-------- Given passage --------

On November 21, the Howard County Council will take up County Bill 54-2011, which intends to ban discrimination based on “gender identity” in housing, employment law enforcement, financing and public accommodations. Like many of the bills pushed by the National Gay and Lesbian Task Force and others, the bill defines “gender identity or expression” as “a gender-related identity or appearance of an individual regardless of the individual’s assigned sex at birth.
Huh? Does the bill define gender? No – but, of course, say advocates, we all know this means a way of act or presenting yourself that is stereotypically associated with the opposite sex. Except if you are trans, you do the OPPOSITE stereotype.
Despite the accusations that I am a big meanie who hates people of trans* experience, in the 2011 General Assembly session, I strongly supported House Bill 235, which would have banned discrimination in employment and housing based on gender identity, even with its similarly meaningless and over broad definition that solidifies stereotypes about females into law. This offends me. This offends many females. Hell, it even offends many males. Yet, the LGBT Movement continues to advance the idea that there are “ways of being” that accompany your biological sex – or not. Yey! Progress!
But there’s another issue lurking in the gender identity concept. All state antidiscrimination laws ban discrimination in public accommodations, but most exempt single-sex accommodations, finding as a matter of public policy that it is rational to discriminate based on sex in certain private settings. HB 235 did not include public accommodations, and thus sidestepped the issue of allowing non-females in female-only bathrooms, locker rooms, showers, hospital bed assignments, support groups, rape crisis centers, shelters, and other single-sex spaces.
Why are single-sex accommodations important? Why do females in particular need these spaces? Males as a class harm females as a class based on female biology (think rape, sexual violence, and unwanted pregnancy). Now, I don’t think any individual male or women of trans* experience are more likely than not to harm females – but law is about compromise, and it is reasonable to expect some compromise that preserves female safety.
In non-LGBT circles, the rationale for preserving sex-based protections is glaringly obvious. Males and females are different. These differences are manifested in our biology. Males as a class cannot become pregnant; females- as a class – can. Non-LGBT people get this immediately. “Yes,” females say, “of course I don’t want to shower in a single-sex locker room with a bepenised person.” But in LGBT land, particularly the G and the T, this is a harder sell. Many females, including me, have been denounced as bigots for daring to suggest that having a penis doesn’t make you a female or entitled to penetrate female-only space.
Enter Gender Rights Maryland, which apparently has taken the lead on the Howard County bill. GRMD has signaled that it will work to enact a comprehensive statewide gender identity bill that includes public accommodations. If the Howard County bill provides any kind of roadmap to what will happen at the state level, it bears examination.
Interestingly, the county bill also sidesteps single-sex accommodations. Specifically, the bill provides that “discrimination (in employment) does not include providing facilities to employees that are distinctly personal or private in nature.” The bill further states, “Public accommodations does not include accommodations that are distinctly private or personal in nature.”

-------- Data extract --------

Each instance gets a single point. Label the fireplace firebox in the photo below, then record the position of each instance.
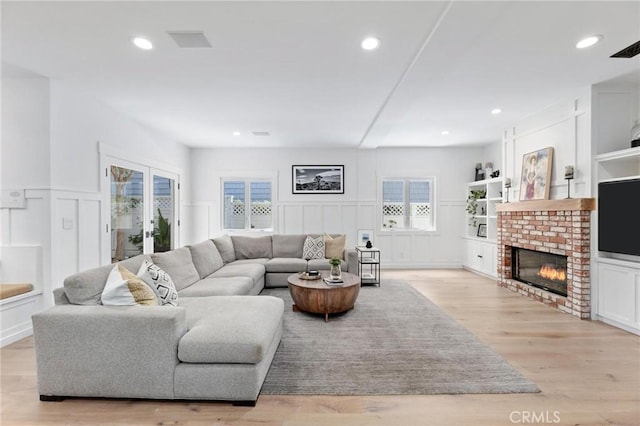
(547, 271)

--------
-------- Data extract --------

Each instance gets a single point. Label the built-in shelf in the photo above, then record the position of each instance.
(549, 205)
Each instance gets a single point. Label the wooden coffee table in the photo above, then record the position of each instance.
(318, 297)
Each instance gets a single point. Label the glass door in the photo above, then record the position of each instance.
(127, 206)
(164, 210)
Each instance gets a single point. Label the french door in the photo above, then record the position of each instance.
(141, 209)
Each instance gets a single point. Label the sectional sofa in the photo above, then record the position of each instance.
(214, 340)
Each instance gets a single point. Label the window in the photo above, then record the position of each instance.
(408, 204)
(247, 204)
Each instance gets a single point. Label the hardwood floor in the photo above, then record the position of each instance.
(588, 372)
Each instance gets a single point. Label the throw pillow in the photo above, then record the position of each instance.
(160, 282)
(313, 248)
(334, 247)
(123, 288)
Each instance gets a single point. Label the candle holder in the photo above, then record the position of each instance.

--------

◆ **Task goal**:
Copy word for word the stretch of the commentary on Howard County Bill 54-2011 from "On November 21, the" through "the OPPOSITE stereotype.".

◆ **Your response**:
On November 21, the Howard County Council will take up County Bill 54-2011, which intends to ban discrimination based on “gender identity” in housing, employment law enforcement, financing and public accommodations. Like many of the bills pushed by the National Gay and Lesbian Task Force and others, the bill defines “gender identity or expression” as “a gender-related identity or appearance of an individual regardless of the individual’s assigned sex at birth.
Huh? Does the bill define gender? No – but, of course, say advocates, we all know this means a way of act or presenting yourself that is stereotypically associated with the opposite sex. Except if you are trans, you do the OPPOSITE stereotype.